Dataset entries
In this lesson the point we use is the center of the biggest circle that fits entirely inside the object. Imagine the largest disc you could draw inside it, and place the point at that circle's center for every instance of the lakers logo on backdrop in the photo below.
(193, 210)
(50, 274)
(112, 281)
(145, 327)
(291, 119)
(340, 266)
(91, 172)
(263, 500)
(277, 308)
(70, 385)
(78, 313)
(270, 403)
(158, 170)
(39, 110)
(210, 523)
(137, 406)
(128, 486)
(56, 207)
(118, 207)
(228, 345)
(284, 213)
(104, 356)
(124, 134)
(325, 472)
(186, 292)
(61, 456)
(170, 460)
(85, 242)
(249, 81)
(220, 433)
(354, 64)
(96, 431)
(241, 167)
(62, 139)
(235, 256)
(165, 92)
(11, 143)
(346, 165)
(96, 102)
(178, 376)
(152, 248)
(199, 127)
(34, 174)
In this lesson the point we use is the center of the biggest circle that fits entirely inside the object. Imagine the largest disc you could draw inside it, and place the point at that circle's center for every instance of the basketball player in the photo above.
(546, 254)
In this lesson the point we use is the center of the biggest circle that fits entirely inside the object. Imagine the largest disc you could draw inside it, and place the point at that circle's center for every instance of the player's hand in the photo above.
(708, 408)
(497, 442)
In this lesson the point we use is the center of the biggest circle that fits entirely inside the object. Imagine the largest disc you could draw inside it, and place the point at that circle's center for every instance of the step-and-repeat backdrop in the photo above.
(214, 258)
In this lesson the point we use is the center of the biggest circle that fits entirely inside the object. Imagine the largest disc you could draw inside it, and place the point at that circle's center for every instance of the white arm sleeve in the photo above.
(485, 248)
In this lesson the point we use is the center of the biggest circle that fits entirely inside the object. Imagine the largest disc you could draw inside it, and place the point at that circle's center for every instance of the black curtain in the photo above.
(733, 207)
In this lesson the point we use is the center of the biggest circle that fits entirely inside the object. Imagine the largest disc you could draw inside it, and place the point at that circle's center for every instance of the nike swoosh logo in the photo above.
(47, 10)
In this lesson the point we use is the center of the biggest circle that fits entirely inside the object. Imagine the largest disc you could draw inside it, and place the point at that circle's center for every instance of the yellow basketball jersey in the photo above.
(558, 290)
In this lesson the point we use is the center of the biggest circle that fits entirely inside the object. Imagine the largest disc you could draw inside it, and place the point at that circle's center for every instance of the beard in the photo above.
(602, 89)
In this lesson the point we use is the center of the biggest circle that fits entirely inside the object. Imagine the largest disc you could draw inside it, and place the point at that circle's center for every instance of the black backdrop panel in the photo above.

Requirements: Print back all the lines verbatim.

In response:
In this lesson the point we use is the center of the biggest circle that fits entirely inside the object. Imagine the largest disc you could draw inside it, and place the point at that circle's center for every instance of the lakers logo on backdrop in the photo below.
(193, 210)
(50, 274)
(112, 281)
(145, 327)
(291, 119)
(340, 266)
(91, 172)
(263, 500)
(277, 308)
(70, 385)
(78, 313)
(270, 403)
(158, 170)
(39, 110)
(210, 523)
(137, 406)
(128, 486)
(56, 207)
(118, 207)
(228, 345)
(284, 213)
(104, 356)
(124, 134)
(325, 472)
(186, 292)
(61, 456)
(170, 460)
(85, 242)
(249, 81)
(220, 433)
(354, 64)
(96, 431)
(241, 167)
(62, 139)
(235, 256)
(165, 92)
(11, 143)
(346, 165)
(96, 102)
(178, 376)
(152, 248)
(199, 127)
(34, 174)
In this lesson the point we use is the center of the biggest circle that fits entirely inside the object. Imagine the largest disc you could draw inside it, and place the point at that circle's center for every instance of the basketball player in the photo above.
(546, 254)
In this lesson the point we use is the center of the biggest circle that fits entirely inside the object. Imagine the largest disc you could draw inside it, and place the point at that circle's center for every instance of the player's hand in the photo above.
(708, 408)
(497, 442)
In this lesson the point we use is the center of the biggest circle that fits entirely inside the object. Imagine the largest disc you could draw inside it, and place the point at that circle's center for every instance of the step-and-repeat backdrop in the photo above.
(214, 258)
In this lesson the point we use is the center of the biggest circle that fits entirely inside the object. Imagine the largest disc you could draw inside it, and place the point at that circle's center for every instance of the white arm sleeve in the photo above.
(485, 248)
In this lesson the point we use is the center of the biggest circle that fits entirely inside the object. Imagine the largest disc you could draw inside it, and place the point at that circle's center for every instance of the black curtain in the photo above.
(733, 207)
In this lesson the point we use is the center of the biggest circle that fits entirely inside the object. Imagine the largest disc you could draw inside it, and place the point at that circle's center for every instance of the nike swoosh logo in the photo above.
(47, 10)
In this lesson the point we use is the center of the biggest circle that fits entirely inside the object. Imagine the largest disc you could draw inside it, and place the point at that circle's center for every instance of the yellow basketball jersey in the photo above.
(558, 290)
In this lesson the point we use is the center of the biggest circle that fits entirely inside the object. Imagine the largest disc you could draw inside it, and place the point at that circle's center for every instance of the beard in the photo above.
(602, 89)
In this lesson the point we use is the center of the biggest circle that fits entirely inside the object. Imagine the largest disc you could draw inside it, and place the point at that circle's center for every instance of the black backdrop panel in the photo above.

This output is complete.